→ Objective 1
Please reproduce the stretch of the YMatrix glossary from "Atomicity: All operations" through "of subsequent tasks.", word for word.
→ Objective 2
Carry the YMatrix glossary forward from the point where it stops.

→ Text segment
'''

Glossary

This document provides official explanations of proprietary and complex terms used in YMatrix.

A

ACID

ACID refers to the four essential properties that a database management system (DBMS) must guarantee to ensure transaction reliability during data writes or updates: Atomicity, Consistency, Isolation, and Durability.

Atomicity: All operations within a transaction either complete fully or not at all. If an error occurs during execution, the transaction is rolled back to its initial state, as if it never occurred.
Consistency: The database remains in a consistent state before and after a transaction. Data written must comply with all predefined rules, including accuracy, referential integrity, and automatic fulfillment of subsequent tasks.
Isolation: Ensures that concurrent transactions do not interfere with each other, preventing data inconsistency due to interleaved execution. Isolation levels include Read Uncommitted, Read Committed, Repeatable Read, and Serializable.
Durability: Once a transaction completes, its changes are permanently stored, even in the event of system failure.

AO

AO stands for Append-Optimized, a storage format optimized for append operations. Tables using this format are called AO tables.

AO tables support bulk data loading and reading, offering performance advantages over HEAP tables. Both row-oriented and column-oriented AO tables can be compressed. Row-oriented AO tables are abbreviated as AORO/AORS, and column-oriented ones as AOCO/AOCS.

B

MatrixCustom Compression Algorithm (Mxcustom)

Short for MatrixCustom, this is a proprietary compression algorithm developed by YMatrix.

The encoding chain leverages characteristics of time-series data to achieve deep compression. It supports column-level and table-level compression for MARS2/3 tables, as well as auto encoding.

'''

→ Recorded information
'''

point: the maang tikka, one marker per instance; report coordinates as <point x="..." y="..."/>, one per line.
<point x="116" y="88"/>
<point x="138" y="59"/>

'''

→ Task answer 1
Atomicity: All operations within a transaction either complete fully or not at all. If an error occurs during execution, the transaction is rolled back to its initial state, as if it never occurred.
Consistency: The database remains in a consistent state before and after a transaction. Data written must comply with all predefined rules, including accuracy, referential integrity, and automatic fulfillment of subsequent tasks.

→ Task answer 2
C

Hyper-Convergence

Hyper-convergence is an emerging database concept introduced by YMatrix. Compared to other architectures, hyper-convergence integrates multiple data types and operations within a single database, enabling high-performance support across diverse data types and scenarios, thereby eliminating data silos.

Internally, YMatrix features a micro-kernel architecture. On top of common infrastructure components, it provides tailored combinations of storage and execution engines for different business scenarios, forming specialized micro-kernels to enhance write, storage, and query performance.

Continuous View (CV)

Short for Continuous View, CV is a mechanism that enables fast responses to aggregation queries.

After a CV is created, the system automatically performs real-time aggregation during data ingestion, synchronized with the base table at the transaction level.

D

Heap (HEAP)

HEAP is the storage engine provided by PostgreSQL, using row-oriented storage. HEAP tables support high-concurrency read/write operations, transactions, and indexing.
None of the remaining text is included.